Saved data entries

=-=-=-=-=

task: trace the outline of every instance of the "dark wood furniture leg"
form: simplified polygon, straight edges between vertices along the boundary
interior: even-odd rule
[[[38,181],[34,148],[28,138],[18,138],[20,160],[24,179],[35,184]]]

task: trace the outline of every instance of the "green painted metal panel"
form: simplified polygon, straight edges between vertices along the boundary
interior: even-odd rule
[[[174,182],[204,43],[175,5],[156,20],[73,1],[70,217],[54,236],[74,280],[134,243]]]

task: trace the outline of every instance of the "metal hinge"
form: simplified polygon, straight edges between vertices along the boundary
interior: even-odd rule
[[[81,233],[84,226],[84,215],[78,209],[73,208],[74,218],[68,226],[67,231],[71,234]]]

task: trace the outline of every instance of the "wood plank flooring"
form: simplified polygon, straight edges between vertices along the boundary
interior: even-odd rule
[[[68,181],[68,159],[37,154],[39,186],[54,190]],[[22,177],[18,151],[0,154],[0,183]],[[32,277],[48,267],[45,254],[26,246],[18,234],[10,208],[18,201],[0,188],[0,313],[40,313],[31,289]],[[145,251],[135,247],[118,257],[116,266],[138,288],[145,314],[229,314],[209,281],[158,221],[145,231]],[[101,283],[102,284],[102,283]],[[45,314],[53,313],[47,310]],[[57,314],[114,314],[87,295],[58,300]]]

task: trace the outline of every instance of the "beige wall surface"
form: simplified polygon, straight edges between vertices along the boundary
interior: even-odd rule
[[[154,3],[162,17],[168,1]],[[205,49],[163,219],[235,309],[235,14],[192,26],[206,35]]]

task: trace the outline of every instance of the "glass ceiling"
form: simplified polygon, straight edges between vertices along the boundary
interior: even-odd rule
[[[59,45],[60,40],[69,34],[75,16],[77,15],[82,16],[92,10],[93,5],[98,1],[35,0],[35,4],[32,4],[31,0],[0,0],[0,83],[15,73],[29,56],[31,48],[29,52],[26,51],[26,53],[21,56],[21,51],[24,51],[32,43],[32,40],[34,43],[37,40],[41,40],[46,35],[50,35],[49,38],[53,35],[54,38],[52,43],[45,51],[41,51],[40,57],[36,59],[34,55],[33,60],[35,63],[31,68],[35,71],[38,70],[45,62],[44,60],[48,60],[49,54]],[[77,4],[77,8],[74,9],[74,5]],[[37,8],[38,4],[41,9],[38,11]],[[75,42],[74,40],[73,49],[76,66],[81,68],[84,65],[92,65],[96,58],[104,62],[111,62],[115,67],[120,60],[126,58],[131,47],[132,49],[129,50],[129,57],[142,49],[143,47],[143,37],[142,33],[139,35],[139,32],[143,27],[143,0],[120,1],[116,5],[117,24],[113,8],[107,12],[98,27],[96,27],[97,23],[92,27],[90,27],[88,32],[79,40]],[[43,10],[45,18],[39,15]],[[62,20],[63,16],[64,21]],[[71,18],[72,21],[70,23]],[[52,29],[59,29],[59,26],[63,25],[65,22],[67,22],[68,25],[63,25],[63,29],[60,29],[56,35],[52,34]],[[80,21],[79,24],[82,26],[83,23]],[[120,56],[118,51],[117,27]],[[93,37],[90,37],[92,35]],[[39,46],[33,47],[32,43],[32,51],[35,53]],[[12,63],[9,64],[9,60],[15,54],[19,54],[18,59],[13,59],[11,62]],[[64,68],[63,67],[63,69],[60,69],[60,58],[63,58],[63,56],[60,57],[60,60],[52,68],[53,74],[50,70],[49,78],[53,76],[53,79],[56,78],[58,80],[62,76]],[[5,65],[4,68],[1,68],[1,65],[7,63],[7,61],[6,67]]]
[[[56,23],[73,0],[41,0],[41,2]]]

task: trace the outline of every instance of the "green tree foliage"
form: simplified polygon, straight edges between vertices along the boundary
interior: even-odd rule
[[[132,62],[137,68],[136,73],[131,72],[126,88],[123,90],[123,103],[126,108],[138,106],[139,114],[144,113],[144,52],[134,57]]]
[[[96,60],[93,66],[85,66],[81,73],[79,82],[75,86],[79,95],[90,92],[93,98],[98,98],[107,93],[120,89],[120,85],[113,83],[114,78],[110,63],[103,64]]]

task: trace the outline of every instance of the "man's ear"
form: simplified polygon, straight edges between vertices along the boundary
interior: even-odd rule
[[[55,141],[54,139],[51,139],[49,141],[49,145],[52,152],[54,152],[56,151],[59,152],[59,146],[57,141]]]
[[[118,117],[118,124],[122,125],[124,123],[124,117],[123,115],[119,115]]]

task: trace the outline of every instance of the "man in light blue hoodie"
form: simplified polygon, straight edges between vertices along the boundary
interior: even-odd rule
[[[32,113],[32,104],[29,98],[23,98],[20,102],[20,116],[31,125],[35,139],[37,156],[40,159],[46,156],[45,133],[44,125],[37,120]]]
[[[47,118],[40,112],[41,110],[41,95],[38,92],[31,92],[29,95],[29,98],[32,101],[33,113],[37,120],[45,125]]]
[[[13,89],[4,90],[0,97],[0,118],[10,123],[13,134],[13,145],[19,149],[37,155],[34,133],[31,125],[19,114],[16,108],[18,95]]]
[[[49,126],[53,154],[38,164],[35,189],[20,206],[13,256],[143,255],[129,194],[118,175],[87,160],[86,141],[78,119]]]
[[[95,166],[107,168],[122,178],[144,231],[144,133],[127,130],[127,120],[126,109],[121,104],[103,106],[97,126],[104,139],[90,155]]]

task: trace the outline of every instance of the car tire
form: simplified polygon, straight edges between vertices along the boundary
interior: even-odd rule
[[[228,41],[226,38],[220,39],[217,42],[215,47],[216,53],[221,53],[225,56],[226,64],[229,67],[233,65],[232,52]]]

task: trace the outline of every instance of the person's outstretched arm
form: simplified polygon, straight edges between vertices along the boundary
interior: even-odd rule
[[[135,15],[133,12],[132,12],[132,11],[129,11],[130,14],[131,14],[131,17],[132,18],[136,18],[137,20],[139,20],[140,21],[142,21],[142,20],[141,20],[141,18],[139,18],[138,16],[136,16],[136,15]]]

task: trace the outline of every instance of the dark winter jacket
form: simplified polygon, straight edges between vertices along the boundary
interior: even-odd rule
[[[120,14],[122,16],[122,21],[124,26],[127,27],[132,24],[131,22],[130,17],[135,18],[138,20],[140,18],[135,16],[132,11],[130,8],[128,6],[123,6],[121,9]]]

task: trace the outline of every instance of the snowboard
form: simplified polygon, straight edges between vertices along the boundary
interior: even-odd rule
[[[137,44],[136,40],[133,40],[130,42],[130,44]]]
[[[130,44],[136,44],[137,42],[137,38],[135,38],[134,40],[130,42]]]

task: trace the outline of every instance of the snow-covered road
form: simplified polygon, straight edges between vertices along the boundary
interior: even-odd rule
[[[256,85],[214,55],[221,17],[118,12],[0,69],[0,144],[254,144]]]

=-=-=-=-=

Objective - Retype every line of the data above without changing anything.

Reply to the exercise -
task: trace the outline of every instance of the "dark wood furniture leg"
form: simplified polygon, straight edges between vertices along the boundary
interior: even-odd rule
[[[38,181],[34,148],[28,138],[18,138],[20,160],[24,179],[35,184]]]

task: trace the outline of every instance of the "green painted metal panel"
form: simplified polygon, straight edges between vertices along the boundary
interior: even-odd rule
[[[174,182],[204,43],[175,5],[156,20],[73,1],[70,217],[54,236],[74,280],[134,243]]]

task: trace the outline of every instance of the "metal hinge"
form: simplified polygon, straight edges between vertices along the boundary
interior: even-odd rule
[[[81,233],[84,226],[84,215],[78,209],[73,208],[74,218],[68,226],[67,231],[71,234]]]

task: trace the outline of every instance of the "wood plank flooring"
form: simplified polygon, straight edges between vertices along the boundary
interior: even-odd rule
[[[68,181],[68,159],[37,154],[39,186],[54,190]],[[22,177],[18,151],[0,154],[0,183]],[[32,277],[48,267],[45,254],[26,246],[18,234],[10,208],[18,201],[0,188],[0,313],[40,313],[31,289]],[[145,251],[135,247],[118,257],[116,266],[138,288],[145,314],[229,314],[209,281],[158,221],[145,231]],[[101,283],[102,284],[102,283]],[[45,314],[53,313],[47,310]],[[57,314],[114,314],[87,295],[58,300]]]

task: trace the outline of every instance of the "beige wall surface"
form: simplified polygon, straight edges between vertices along the boundary
interior: even-odd rule
[[[154,3],[162,17],[168,1]],[[205,49],[163,219],[235,309],[235,14],[192,26],[206,35]]]

task: trace the outline of every instance of the "glass ceiling"
form: simplified polygon, straight edges between vertices along the boundary
interior: even-odd rule
[[[59,45],[60,40],[69,34],[75,16],[77,15],[82,16],[92,10],[93,5],[98,1],[35,0],[35,4],[32,4],[31,0],[0,0],[0,83],[15,73],[29,56],[31,48],[29,52],[26,51],[26,53],[21,56],[21,51],[24,51],[32,43],[32,40],[34,43],[37,40],[41,40],[46,35],[50,35],[49,38],[53,35],[54,38],[52,43],[45,51],[41,51],[40,57],[36,59],[34,55],[33,60],[35,63],[31,68],[35,71],[38,70],[45,62],[44,60],[48,60],[49,54]],[[77,4],[77,8],[74,9],[74,5]],[[37,8],[38,4],[41,9],[38,11]],[[75,42],[74,40],[73,49],[76,66],[81,68],[84,65],[92,65],[96,58],[104,62],[111,62],[115,67],[120,60],[126,58],[131,47],[132,49],[129,50],[129,57],[142,49],[143,47],[143,37],[142,33],[139,35],[139,32],[143,27],[143,0],[120,1],[116,5],[117,24],[113,8],[107,12],[98,27],[96,27],[97,23],[92,27],[90,27],[88,32],[79,40]],[[43,10],[45,18],[39,15]],[[62,20],[63,16],[64,21]],[[71,18],[72,21],[70,23]],[[52,29],[59,29],[59,26],[63,25],[65,22],[67,22],[68,25],[63,25],[63,29],[60,29],[56,35],[52,34]],[[80,21],[79,24],[82,26],[83,23]],[[120,56],[118,51],[117,27]],[[93,37],[90,37],[92,35]],[[39,46],[33,47],[32,43],[32,51],[35,53]],[[12,63],[9,64],[9,60],[15,54],[19,54],[18,59],[13,59],[11,62]],[[64,68],[63,67],[63,69],[60,69],[60,58],[63,58],[63,56],[60,57],[60,60],[52,68],[53,74],[50,70],[49,78],[53,76],[53,79],[56,78],[58,80],[62,76]],[[5,65],[4,68],[1,68],[1,65],[7,63],[7,61],[6,67]]]
[[[56,23],[73,0],[41,0],[41,2]]]

task: trace the outline of every instance of the "green tree foliage"
form: simplified polygon, straight edges between vertices along the boundary
interior: even-odd rule
[[[132,62],[137,68],[136,73],[131,72],[126,88],[123,90],[123,103],[126,108],[138,106],[139,114],[144,113],[144,52],[134,57]]]
[[[96,60],[93,66],[85,66],[81,73],[79,82],[75,86],[79,95],[90,92],[93,98],[98,98],[107,93],[120,89],[120,85],[113,83],[114,78],[110,63],[103,64]]]

task: trace the outline of every instance of the "man's ear"
form: simplified polygon, straight edges between vertices along the boundary
interior: even-odd rule
[[[55,141],[54,139],[51,139],[49,141],[49,145],[52,152],[54,152],[56,151],[59,152],[59,146],[57,141]]]
[[[118,117],[118,124],[122,125],[124,123],[124,117],[123,115],[119,115]]]

task: trace the outline of every instance of the "man in light blue hoodie"
form: simplified polygon, straight edges between vertices along the boundary
interior: even-odd rule
[[[32,113],[32,104],[29,98],[23,98],[20,102],[20,116],[31,125],[35,139],[37,156],[40,159],[46,156],[45,133],[44,125],[37,120]]]
[[[47,118],[40,112],[41,110],[41,95],[38,92],[31,92],[29,95],[29,98],[32,101],[33,113],[37,120],[45,125]]]
[[[13,89],[4,90],[0,97],[0,118],[10,123],[13,134],[13,145],[19,149],[37,155],[34,133],[31,125],[19,114],[16,108],[18,95]]]
[[[49,126],[53,154],[38,164],[35,189],[20,206],[13,256],[143,255],[129,194],[118,175],[87,160],[86,141],[78,119]]]
[[[95,166],[107,168],[122,178],[144,231],[144,133],[127,130],[127,120],[126,109],[121,104],[103,106],[97,126],[104,139],[90,155]]]

task: trace the outline of every instance of the car tire
form: simplified polygon, straight edges between vertices along the boundary
interior: even-odd rule
[[[228,41],[226,38],[220,39],[217,42],[215,47],[216,53],[221,53],[225,56],[226,64],[229,67],[233,65],[232,52]]]

task: trace the outline of every instance of the person's outstretched arm
form: simplified polygon, straight edges between vertices along the boundary
interior: even-odd rule
[[[135,15],[133,12],[132,12],[132,11],[129,11],[130,14],[131,14],[131,17],[132,18],[136,18],[137,20],[139,20],[140,21],[142,21],[142,20],[141,20],[141,18],[139,18],[138,16],[136,16],[136,15]]]

task: trace the outline of every instance of the dark winter jacket
form: simplified polygon, straight edges between vertices along the boundary
interior: even-odd rule
[[[120,14],[122,16],[122,21],[124,26],[127,27],[132,24],[131,22],[130,17],[135,18],[138,20],[140,18],[135,16],[132,11],[130,8],[128,6],[123,6],[121,9]]]

task: trace the outline of every instance of the snowboard
form: simplified polygon, straight edges between vertices along the boundary
interior: even-odd rule
[[[137,44],[136,40],[133,40],[130,42],[130,44]]]
[[[130,44],[136,44],[137,42],[137,38],[135,38],[134,40],[130,42]]]

task: trace the outline of every instance of the snow-covered road
form: simplified polygon, straight edges between vertices along the boundary
interior: even-odd rule
[[[256,85],[214,55],[221,17],[118,12],[0,69],[0,144],[254,144]]]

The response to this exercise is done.